◆ **What you will do**: Starting at the line that contains "car side mirror" and going through the last line, write those lines out again in full, shifting every coordinate in the answers by adding 97 to it.

(Stored dataset items)
-- -- --
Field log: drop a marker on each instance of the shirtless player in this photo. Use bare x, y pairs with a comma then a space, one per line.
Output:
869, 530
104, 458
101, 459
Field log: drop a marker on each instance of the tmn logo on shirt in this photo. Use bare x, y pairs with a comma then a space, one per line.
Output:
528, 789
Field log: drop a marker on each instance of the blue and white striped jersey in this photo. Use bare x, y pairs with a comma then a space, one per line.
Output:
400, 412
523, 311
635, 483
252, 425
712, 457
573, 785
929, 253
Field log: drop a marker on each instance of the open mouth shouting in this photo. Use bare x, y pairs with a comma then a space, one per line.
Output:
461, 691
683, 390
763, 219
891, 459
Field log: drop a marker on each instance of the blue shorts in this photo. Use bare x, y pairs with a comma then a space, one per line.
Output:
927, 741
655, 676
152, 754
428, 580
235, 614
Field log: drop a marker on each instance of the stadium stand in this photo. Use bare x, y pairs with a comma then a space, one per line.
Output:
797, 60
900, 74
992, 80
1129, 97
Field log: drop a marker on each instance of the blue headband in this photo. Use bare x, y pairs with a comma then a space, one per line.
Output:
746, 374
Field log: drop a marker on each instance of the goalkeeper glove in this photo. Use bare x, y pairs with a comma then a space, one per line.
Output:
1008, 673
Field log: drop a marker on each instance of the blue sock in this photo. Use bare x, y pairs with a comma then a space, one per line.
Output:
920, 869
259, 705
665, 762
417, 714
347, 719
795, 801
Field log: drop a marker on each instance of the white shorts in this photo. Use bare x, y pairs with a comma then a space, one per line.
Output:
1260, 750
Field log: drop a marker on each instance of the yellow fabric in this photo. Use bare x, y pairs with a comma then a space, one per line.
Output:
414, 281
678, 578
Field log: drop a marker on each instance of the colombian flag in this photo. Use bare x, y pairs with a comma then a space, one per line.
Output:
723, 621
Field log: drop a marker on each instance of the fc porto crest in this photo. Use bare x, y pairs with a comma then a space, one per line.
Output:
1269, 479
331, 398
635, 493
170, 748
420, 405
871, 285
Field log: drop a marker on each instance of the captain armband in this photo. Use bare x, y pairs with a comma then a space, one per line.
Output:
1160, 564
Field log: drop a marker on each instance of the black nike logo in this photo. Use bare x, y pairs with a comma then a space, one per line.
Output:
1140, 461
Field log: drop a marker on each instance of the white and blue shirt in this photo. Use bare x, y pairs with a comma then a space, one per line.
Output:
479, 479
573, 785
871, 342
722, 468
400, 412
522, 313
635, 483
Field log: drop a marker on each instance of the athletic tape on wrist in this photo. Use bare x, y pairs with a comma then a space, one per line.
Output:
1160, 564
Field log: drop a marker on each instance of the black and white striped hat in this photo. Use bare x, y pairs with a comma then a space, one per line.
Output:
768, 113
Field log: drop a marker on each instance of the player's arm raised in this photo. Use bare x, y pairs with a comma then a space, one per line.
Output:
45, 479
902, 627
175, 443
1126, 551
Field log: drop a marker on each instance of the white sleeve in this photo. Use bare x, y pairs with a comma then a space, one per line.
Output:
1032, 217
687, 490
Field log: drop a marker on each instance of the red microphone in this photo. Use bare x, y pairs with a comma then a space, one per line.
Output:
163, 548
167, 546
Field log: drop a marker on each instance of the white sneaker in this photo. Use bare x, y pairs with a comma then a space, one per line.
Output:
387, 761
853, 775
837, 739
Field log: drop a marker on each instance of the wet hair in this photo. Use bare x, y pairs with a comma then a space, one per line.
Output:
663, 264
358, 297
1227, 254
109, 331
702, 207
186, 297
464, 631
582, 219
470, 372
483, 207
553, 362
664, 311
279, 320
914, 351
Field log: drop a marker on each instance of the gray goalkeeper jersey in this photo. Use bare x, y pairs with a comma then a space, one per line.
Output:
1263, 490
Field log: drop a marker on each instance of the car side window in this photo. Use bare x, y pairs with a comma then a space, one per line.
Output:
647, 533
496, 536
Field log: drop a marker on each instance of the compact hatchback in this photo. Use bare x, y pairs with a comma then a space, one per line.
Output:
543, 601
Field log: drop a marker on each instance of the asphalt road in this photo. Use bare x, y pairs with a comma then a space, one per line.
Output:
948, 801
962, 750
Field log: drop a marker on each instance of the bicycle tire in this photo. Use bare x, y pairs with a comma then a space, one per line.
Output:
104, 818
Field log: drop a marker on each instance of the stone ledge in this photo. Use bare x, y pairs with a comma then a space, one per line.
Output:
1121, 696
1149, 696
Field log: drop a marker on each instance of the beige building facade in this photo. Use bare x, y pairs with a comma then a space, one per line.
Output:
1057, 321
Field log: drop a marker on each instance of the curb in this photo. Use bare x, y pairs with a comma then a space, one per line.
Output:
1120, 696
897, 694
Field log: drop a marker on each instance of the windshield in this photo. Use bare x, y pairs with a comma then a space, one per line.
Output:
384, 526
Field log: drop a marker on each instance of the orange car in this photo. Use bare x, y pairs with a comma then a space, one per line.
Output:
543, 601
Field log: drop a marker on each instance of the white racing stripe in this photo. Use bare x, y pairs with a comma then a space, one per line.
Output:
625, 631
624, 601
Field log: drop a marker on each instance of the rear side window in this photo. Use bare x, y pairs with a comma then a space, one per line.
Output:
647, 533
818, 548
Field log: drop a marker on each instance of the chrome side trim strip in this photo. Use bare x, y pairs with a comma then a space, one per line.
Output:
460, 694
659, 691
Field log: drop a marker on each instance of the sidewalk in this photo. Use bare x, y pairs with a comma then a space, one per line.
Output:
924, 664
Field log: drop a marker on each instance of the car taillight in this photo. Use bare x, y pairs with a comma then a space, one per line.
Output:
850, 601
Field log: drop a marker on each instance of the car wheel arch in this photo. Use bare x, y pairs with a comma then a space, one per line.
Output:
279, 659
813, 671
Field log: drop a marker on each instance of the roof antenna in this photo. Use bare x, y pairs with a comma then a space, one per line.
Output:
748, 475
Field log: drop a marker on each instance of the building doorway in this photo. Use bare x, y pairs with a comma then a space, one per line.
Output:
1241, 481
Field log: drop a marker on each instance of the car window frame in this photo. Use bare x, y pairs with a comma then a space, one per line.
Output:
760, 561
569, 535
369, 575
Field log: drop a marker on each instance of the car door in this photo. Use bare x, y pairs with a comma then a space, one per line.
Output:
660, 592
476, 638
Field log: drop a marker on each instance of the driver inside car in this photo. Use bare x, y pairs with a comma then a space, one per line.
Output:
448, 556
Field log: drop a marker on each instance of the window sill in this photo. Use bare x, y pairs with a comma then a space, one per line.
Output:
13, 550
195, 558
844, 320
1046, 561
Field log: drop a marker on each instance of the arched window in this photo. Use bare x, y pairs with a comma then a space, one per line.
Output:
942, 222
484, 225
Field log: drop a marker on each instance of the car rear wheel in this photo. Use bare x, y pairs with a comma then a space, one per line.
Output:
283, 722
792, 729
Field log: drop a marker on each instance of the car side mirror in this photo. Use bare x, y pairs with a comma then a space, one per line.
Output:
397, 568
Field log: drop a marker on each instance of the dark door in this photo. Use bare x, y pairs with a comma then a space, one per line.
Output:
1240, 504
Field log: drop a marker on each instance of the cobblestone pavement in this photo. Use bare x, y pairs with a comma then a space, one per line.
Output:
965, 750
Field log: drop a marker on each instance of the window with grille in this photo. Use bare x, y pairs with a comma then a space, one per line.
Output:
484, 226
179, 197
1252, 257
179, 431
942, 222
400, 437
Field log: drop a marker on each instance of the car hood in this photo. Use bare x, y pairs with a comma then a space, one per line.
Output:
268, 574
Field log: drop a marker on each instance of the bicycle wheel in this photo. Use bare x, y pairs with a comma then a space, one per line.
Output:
-- -- --
◆ **Response**:
Field log: drop a marker on each instance of the car side mirror in this photo. Use bare x, y pairs with a comma then a space, one per line.
Output:
494, 665
Field log: drop a marker on each instance of the dark door in this photo. Use bare x, y pairs with a comma then a space, one per line.
Output:
1337, 601
Field log: drop a marker on each instance of the cobblestone pavement in this photo. Use bare x, y pairs with a comma then a space, one per line.
Output:
1062, 847
Field log: drop a marker on each instance of the window with grille in this photo. Use bare x, y pairs with a comma then a space, one per line.
Output:
581, 323
276, 294
1349, 354
276, 528
1039, 319
497, 534
Field log: drop a marker on each instance of the car hood in this photo. Use bare x, y pairs with a comma then a space, one per line.
Output:
365, 671
Field log: drop a marker on each instance of the bicycle wheel in this photo. Use bare x, y pairs with a comma then a space, one per line.
Output:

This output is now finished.